YOUR GOAL:
Could you repeat the rows from the line with "Annotate each instance of the dirt track" to the line with "x=225 y=122", substituting "single marker" for "single point", changing nothing else, and leaving out the pictures?

THE INPUT:
* * * * *
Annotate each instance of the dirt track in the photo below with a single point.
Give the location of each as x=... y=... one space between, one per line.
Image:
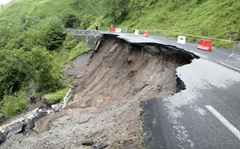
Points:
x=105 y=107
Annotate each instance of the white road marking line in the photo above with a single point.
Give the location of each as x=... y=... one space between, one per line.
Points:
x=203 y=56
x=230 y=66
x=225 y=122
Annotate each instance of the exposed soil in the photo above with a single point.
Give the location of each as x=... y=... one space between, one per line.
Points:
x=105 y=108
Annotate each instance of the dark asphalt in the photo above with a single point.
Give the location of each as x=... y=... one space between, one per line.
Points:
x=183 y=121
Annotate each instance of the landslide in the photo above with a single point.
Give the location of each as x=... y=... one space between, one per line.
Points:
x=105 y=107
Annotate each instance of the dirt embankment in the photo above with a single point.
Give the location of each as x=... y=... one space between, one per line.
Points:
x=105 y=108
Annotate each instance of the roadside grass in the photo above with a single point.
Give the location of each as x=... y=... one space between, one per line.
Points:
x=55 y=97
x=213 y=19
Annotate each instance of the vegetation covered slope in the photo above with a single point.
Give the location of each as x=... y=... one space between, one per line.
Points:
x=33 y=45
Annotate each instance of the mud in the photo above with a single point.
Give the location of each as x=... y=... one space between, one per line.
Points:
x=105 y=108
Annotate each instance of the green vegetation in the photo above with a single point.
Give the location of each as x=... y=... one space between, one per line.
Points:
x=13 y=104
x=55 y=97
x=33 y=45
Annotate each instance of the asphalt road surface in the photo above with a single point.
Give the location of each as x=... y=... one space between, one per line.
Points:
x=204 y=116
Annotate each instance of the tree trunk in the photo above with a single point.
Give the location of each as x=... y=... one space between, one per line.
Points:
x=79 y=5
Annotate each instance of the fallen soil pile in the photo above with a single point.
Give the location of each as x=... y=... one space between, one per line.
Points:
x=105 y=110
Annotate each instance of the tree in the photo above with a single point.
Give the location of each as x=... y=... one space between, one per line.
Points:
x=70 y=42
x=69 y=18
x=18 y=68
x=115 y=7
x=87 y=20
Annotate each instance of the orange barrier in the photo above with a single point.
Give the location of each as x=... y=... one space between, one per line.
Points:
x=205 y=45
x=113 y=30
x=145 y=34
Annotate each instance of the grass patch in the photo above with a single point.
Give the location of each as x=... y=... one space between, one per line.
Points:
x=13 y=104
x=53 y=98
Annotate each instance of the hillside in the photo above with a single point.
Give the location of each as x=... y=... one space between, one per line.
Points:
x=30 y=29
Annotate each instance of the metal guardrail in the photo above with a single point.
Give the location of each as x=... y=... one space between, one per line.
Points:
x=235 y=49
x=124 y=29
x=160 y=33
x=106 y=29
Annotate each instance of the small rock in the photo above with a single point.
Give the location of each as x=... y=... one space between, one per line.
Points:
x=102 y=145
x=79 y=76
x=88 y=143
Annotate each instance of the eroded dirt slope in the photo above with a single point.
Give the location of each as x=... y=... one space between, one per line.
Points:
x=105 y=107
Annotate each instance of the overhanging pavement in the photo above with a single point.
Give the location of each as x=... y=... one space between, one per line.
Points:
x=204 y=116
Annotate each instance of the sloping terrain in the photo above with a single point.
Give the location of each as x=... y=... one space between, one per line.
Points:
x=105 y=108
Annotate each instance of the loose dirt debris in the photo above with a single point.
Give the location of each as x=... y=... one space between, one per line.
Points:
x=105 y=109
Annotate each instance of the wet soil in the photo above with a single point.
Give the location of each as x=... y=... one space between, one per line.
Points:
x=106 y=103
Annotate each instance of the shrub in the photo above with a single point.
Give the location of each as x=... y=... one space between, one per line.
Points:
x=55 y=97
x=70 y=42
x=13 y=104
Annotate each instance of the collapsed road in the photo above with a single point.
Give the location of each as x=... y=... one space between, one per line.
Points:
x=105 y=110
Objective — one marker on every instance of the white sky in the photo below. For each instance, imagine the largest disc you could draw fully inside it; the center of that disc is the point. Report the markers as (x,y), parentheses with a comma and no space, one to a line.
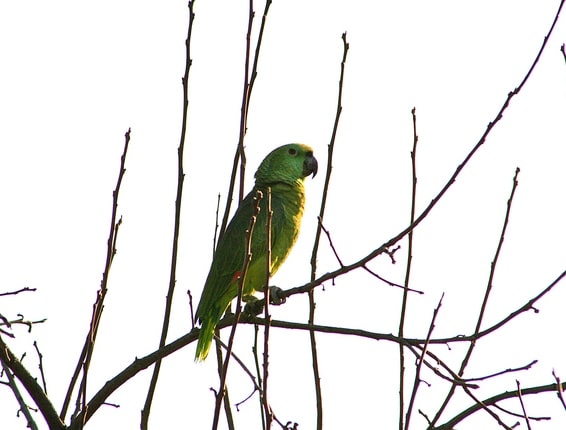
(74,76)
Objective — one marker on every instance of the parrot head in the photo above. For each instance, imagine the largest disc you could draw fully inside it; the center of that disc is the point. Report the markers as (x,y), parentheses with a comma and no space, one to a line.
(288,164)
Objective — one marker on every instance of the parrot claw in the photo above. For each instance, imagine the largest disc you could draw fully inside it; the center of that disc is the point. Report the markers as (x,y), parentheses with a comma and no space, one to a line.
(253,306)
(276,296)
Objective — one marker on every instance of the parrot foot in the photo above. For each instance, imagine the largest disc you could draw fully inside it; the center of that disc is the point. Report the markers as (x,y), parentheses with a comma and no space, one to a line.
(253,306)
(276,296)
* * * * *
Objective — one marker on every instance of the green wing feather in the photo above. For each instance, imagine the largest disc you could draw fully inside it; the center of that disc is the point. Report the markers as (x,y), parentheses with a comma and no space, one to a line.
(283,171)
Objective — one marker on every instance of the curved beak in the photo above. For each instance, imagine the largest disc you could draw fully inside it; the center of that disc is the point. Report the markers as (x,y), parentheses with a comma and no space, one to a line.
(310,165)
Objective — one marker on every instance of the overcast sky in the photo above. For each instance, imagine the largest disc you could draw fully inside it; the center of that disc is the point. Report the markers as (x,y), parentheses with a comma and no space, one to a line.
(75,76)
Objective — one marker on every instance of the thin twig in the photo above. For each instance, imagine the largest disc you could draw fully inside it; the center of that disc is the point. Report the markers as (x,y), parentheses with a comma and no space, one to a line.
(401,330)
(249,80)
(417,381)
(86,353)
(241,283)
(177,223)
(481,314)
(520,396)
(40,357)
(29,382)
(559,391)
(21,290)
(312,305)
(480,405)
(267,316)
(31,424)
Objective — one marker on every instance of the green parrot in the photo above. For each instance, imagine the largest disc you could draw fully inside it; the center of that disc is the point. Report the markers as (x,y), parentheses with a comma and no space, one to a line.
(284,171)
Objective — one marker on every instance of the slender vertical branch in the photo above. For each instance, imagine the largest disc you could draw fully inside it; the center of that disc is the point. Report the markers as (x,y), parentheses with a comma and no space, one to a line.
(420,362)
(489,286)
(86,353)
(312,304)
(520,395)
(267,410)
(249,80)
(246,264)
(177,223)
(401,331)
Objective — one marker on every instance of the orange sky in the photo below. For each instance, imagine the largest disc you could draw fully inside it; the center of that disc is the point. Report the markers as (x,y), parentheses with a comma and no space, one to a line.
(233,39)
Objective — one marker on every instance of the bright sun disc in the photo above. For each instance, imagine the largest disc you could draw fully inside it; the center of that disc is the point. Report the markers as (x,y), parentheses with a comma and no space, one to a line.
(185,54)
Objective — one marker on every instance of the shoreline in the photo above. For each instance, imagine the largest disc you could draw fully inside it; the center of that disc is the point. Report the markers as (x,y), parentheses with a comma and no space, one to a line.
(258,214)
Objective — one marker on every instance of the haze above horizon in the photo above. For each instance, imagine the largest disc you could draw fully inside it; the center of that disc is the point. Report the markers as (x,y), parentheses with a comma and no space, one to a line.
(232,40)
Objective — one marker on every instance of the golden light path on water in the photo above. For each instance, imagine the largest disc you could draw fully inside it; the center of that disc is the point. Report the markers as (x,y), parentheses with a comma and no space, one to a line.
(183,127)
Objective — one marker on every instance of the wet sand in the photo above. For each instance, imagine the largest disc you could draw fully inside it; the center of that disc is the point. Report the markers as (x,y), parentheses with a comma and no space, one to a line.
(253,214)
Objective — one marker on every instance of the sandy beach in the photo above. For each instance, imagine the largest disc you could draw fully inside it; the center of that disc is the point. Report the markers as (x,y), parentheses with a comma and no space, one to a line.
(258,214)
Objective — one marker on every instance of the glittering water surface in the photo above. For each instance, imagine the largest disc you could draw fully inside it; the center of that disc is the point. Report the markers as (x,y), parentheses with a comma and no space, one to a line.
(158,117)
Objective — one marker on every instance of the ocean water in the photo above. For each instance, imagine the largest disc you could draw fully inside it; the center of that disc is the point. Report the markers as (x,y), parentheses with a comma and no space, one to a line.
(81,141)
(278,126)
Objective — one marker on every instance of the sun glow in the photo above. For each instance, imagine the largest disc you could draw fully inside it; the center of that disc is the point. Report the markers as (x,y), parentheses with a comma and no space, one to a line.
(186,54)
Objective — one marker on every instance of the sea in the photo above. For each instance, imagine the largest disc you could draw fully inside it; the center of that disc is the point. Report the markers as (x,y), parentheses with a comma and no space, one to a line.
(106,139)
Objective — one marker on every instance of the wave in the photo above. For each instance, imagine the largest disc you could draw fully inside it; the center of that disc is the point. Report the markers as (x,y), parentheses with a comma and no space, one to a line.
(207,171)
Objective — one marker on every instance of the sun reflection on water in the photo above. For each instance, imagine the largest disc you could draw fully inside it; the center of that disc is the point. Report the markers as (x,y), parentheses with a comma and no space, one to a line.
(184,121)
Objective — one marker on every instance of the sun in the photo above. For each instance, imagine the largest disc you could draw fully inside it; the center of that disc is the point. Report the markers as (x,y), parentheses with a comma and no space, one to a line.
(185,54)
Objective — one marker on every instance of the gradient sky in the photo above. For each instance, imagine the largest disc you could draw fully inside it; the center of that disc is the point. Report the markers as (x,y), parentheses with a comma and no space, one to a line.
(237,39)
* * * * *
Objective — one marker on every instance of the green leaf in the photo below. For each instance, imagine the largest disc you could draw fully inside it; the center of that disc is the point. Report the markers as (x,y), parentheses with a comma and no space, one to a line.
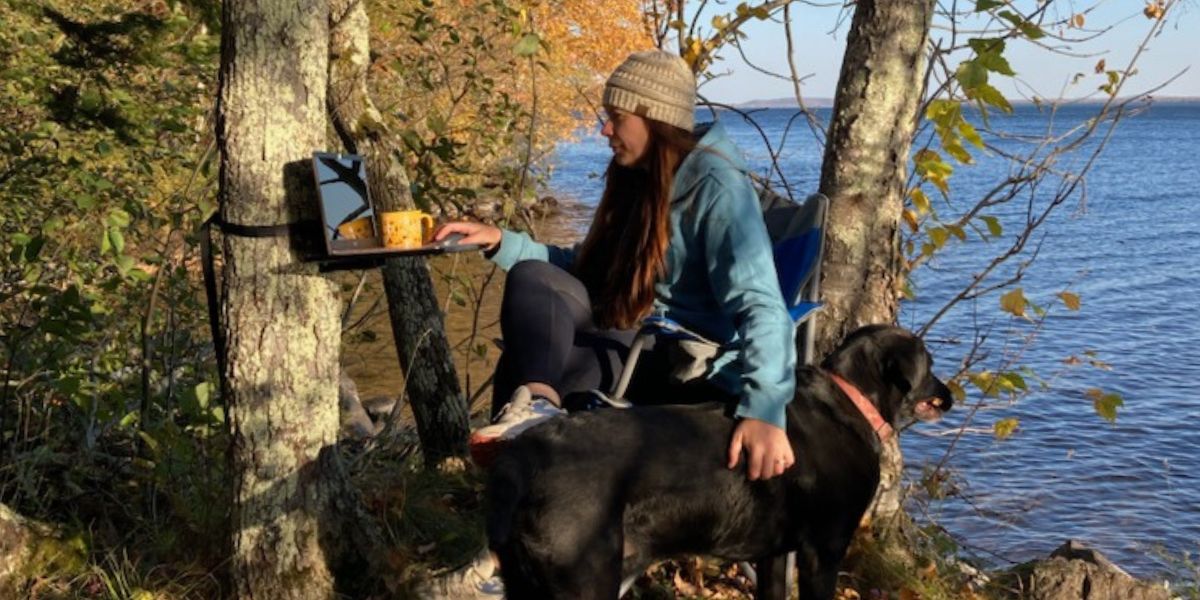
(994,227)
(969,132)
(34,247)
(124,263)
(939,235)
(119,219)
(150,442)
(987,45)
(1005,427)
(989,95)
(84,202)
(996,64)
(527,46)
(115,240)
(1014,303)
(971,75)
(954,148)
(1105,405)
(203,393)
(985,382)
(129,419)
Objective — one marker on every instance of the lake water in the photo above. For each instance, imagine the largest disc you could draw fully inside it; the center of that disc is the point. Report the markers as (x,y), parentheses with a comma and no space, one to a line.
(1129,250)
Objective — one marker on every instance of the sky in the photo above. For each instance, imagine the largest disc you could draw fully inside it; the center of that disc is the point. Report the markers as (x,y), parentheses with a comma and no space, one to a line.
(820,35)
* * * * *
ANSWER TO THIS EXERCISE:
Annotate each instance of the dirt track in the photo below with a single marker.
Give the location of each as x=... y=... one space between, one per line.
Image:
Points:
x=105 y=107
Annotate each instance of the white road marking line in the photo above with a single marker.
Give the location of each as x=... y=... one space between, one per line.
Points:
x=203 y=56
x=230 y=66
x=225 y=122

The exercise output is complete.